[REQUIRED WORK]
1. Rewrite the paragraph beginning "In awk, array can be very dynamic" in the page on awk arrays as a short bulleted list that keeps its main facts.
2. In the page on awk arrays, what is an array whose index can be a number or a string called?

═══ DOCUMENT ═══

In awk, array can be very dynamic. It looks more like a hash table. The index of array can be a number of a string. We call such an array "Associative array". In fact, the number is converted to a string when it is handled.
Let's look at an example. It counts the lines' number which contains "widget"
/widget/ {count[widget]++} END {print count["widget"]}
We can use a special loop to read all members of the array
for(item in array) process array[item]
Or we can test whether an item exists in an array
if(item in array)
Look at another example where the array shows its powerful functions.

═══ STORED DATA ═══

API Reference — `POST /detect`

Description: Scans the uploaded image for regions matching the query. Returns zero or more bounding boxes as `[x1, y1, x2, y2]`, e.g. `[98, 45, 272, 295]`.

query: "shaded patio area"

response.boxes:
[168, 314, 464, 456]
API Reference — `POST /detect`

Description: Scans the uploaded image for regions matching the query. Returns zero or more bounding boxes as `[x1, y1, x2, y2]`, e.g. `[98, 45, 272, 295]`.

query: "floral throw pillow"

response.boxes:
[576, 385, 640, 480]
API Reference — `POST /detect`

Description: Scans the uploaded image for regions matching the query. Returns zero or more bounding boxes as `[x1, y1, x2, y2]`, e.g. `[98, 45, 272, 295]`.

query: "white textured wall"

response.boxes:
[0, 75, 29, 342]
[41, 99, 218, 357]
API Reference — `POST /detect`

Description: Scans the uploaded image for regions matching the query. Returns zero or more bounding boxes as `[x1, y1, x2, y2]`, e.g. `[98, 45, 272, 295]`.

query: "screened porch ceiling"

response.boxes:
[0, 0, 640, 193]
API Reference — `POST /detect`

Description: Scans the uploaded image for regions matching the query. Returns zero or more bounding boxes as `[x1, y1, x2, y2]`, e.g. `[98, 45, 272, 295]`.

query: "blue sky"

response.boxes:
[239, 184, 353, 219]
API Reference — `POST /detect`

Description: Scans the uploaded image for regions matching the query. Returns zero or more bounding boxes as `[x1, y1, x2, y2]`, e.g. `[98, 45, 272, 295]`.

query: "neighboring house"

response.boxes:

═══

[PER-TASK ANSWERS]
1.
- Arrays in awk are dynamic and resemble hash tables.
- An array index can be a number or a string, and such an array is called an associative array.
- A numeric index is converted to a string when it is handled.

2. An associative array.